▸ **Information supplied**:

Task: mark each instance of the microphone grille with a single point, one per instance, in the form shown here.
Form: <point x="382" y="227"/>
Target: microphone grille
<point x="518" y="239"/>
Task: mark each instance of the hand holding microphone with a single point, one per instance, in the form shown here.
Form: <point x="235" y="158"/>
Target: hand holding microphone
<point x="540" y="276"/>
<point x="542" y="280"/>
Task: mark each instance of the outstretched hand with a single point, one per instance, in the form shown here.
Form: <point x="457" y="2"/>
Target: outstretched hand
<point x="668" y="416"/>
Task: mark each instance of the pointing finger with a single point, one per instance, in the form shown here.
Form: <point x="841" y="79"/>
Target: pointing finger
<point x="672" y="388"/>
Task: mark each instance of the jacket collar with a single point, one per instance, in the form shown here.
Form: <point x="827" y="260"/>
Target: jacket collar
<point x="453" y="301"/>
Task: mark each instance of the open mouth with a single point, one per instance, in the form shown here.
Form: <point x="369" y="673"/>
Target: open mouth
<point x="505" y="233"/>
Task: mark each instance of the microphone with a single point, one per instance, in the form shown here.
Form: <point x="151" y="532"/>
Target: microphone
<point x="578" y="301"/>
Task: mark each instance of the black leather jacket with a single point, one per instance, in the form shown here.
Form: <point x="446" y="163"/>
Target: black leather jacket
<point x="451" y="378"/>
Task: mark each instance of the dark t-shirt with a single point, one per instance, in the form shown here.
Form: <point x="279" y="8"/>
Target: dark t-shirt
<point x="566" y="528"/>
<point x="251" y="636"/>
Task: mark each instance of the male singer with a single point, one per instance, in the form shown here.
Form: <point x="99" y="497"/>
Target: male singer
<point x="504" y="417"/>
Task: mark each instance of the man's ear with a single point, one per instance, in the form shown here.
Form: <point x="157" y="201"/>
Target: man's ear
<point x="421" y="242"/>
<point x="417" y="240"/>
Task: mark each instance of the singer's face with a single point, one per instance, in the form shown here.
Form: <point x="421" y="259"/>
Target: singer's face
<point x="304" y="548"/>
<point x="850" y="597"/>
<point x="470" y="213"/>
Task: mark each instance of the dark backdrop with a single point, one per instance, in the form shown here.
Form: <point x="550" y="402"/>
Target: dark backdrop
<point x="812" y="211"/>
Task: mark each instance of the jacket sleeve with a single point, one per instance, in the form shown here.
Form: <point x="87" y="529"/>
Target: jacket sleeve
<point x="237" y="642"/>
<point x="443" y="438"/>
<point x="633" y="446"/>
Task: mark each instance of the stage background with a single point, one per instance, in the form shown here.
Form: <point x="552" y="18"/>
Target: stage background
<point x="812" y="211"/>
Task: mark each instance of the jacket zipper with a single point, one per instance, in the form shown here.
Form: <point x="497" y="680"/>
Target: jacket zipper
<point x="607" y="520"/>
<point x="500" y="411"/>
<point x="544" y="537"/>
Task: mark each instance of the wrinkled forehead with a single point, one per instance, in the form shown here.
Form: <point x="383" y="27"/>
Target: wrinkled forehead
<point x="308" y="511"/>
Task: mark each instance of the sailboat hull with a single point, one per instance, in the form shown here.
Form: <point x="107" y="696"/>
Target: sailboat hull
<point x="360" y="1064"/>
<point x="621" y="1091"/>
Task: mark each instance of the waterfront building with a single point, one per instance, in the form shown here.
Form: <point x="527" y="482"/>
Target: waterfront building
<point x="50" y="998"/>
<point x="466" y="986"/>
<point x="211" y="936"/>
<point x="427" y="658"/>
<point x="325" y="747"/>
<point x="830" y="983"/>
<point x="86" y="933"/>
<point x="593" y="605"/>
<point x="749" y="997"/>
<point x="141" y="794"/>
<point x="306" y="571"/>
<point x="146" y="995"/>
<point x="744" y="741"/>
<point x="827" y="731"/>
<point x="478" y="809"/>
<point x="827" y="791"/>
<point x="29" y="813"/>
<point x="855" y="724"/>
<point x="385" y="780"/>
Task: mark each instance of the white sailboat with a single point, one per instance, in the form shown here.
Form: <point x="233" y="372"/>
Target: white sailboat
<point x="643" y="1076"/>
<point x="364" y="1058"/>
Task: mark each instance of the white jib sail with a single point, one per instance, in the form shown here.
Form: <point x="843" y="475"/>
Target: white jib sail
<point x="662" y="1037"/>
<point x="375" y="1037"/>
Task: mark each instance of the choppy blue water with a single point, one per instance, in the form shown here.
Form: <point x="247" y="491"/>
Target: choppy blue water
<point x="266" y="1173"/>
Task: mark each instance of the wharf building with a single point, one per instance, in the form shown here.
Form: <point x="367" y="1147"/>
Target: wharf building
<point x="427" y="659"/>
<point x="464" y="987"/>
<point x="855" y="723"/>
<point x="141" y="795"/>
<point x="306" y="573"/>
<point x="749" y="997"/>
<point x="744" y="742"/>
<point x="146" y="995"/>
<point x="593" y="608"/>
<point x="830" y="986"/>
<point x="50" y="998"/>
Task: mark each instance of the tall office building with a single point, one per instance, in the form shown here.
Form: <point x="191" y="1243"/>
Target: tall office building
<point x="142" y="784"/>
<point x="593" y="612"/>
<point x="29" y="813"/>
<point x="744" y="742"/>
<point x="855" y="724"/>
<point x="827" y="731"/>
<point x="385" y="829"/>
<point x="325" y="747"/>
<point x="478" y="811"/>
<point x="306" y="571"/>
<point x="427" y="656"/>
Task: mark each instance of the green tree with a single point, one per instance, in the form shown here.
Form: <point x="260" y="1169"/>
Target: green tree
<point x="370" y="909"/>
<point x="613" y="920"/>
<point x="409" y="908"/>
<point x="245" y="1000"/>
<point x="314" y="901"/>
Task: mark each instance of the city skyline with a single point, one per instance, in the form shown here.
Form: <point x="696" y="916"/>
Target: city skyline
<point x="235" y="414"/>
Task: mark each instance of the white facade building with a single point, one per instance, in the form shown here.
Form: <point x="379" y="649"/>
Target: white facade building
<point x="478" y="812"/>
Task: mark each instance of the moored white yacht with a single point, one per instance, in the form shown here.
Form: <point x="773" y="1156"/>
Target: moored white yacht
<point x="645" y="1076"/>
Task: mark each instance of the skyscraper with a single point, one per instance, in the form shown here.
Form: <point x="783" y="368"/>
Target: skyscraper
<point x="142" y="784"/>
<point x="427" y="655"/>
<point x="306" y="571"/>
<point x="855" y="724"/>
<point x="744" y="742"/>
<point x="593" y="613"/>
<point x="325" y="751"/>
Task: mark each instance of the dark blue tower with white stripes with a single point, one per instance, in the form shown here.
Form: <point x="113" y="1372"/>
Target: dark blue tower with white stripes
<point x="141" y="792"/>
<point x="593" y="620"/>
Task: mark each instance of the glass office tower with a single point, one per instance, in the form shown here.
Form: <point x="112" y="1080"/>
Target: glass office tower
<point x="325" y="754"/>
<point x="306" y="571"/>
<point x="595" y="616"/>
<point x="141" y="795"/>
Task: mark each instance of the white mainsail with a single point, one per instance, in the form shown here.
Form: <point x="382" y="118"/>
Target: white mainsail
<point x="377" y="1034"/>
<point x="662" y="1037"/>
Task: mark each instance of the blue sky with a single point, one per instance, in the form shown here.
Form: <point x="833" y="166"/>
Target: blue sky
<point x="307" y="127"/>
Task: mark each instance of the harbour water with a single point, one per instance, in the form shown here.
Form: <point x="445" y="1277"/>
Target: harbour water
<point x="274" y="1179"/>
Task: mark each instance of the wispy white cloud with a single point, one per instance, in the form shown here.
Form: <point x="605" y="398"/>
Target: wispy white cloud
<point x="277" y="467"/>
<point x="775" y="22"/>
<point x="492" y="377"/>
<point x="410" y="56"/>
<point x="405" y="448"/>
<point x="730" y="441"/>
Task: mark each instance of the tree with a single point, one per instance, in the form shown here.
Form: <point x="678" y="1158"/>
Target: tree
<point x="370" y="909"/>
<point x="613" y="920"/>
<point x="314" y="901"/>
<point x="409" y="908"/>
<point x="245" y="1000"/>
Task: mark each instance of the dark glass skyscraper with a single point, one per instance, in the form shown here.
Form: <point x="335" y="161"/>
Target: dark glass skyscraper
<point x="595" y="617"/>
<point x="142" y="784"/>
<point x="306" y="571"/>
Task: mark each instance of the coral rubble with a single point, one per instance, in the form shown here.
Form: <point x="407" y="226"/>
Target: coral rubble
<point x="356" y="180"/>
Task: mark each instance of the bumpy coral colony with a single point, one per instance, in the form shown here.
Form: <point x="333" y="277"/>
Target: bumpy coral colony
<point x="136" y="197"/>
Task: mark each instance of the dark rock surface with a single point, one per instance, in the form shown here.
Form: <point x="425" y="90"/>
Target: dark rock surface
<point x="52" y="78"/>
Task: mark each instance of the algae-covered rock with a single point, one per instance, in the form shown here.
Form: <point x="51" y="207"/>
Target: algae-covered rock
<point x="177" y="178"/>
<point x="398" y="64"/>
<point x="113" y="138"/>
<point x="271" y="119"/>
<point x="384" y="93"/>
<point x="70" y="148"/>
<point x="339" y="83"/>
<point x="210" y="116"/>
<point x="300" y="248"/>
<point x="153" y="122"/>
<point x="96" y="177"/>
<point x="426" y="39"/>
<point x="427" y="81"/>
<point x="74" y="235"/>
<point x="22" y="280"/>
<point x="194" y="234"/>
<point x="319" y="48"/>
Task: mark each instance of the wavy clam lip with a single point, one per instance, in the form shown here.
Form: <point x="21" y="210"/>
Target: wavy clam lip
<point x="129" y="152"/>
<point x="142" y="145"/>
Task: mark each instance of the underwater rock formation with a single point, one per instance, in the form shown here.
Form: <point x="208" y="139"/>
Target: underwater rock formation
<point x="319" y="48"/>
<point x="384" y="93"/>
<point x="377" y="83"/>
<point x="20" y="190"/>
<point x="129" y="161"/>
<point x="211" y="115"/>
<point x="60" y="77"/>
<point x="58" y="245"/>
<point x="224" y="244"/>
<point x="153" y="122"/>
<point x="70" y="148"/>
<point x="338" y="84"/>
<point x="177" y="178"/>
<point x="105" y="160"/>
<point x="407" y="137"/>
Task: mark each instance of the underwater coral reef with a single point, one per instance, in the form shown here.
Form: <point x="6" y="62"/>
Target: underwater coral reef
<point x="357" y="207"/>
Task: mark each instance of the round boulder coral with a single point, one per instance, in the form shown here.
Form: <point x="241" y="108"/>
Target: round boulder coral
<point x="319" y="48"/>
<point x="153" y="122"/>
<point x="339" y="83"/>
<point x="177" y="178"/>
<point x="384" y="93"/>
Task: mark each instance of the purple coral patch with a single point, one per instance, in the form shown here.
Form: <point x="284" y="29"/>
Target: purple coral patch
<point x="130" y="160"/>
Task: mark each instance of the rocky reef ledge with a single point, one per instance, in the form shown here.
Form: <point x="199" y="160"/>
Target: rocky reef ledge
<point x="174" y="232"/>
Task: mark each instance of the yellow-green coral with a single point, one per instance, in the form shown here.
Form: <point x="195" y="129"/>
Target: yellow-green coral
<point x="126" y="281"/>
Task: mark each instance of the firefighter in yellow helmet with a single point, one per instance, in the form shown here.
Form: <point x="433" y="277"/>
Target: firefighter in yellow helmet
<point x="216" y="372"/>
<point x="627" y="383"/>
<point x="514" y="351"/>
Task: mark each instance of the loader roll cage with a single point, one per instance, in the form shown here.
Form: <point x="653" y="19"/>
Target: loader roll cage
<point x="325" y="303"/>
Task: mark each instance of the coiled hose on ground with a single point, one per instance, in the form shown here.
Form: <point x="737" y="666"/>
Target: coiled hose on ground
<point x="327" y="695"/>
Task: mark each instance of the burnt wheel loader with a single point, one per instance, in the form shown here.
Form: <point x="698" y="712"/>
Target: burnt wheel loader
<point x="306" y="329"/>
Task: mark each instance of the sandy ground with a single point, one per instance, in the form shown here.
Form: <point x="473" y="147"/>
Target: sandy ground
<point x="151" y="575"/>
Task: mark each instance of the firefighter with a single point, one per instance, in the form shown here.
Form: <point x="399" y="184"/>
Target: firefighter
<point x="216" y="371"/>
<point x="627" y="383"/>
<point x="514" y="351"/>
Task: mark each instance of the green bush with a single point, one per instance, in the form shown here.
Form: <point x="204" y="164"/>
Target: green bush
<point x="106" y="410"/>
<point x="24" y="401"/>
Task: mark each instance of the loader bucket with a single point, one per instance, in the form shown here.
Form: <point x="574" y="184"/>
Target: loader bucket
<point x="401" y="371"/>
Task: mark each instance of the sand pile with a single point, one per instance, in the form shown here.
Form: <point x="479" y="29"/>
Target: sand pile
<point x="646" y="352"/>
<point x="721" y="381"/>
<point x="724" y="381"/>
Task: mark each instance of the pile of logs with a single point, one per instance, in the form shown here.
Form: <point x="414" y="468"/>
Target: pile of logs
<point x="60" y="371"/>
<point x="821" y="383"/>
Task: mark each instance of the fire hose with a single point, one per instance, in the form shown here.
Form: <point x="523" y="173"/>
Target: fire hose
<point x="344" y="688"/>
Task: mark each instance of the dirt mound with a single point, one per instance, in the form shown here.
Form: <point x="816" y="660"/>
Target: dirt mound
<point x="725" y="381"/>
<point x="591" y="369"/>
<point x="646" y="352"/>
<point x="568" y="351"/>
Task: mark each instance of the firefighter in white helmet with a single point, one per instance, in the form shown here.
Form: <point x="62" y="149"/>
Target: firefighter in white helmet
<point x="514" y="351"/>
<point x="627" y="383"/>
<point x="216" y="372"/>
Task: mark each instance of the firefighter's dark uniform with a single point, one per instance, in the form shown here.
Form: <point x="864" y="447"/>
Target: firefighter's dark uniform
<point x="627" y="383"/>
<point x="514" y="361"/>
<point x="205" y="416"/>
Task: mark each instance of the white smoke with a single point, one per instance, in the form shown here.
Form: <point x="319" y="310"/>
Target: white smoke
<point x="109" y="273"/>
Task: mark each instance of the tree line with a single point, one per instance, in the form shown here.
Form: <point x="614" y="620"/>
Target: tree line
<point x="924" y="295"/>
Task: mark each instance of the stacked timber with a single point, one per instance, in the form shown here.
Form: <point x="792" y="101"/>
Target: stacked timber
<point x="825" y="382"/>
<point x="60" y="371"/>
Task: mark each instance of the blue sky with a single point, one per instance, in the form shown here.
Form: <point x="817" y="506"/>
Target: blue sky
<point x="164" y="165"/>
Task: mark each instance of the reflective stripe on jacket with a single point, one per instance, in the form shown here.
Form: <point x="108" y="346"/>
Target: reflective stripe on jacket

▸ **Task instructions**: Your task is to reproduce, exactly and exclusively, the lines from the one holding "Task: mark each instance of the tree line" through the final line of the listing.

▸ **Result**:
Task: mark each instance of the tree line with a single point, one per instance, in the form shown here.
Form: <point x="614" y="620"/>
Target: tree line
<point x="924" y="295"/>
Task: mark each instance of the stacked timber with a single point, one per instance, in the form shown here.
Form: <point x="792" y="101"/>
Target: stacked timber
<point x="825" y="382"/>
<point x="60" y="371"/>
Task: mark each instance of the blue sky with a single point, one per instance, in the form shown here.
Form: <point x="817" y="506"/>
Target: blue sky
<point x="164" y="165"/>
Task: mark each instance of the reflective stripe on jacket with a single point, one per instance, in the form shown here.
Form: <point x="108" y="346"/>
Target: reflective stripe on jacket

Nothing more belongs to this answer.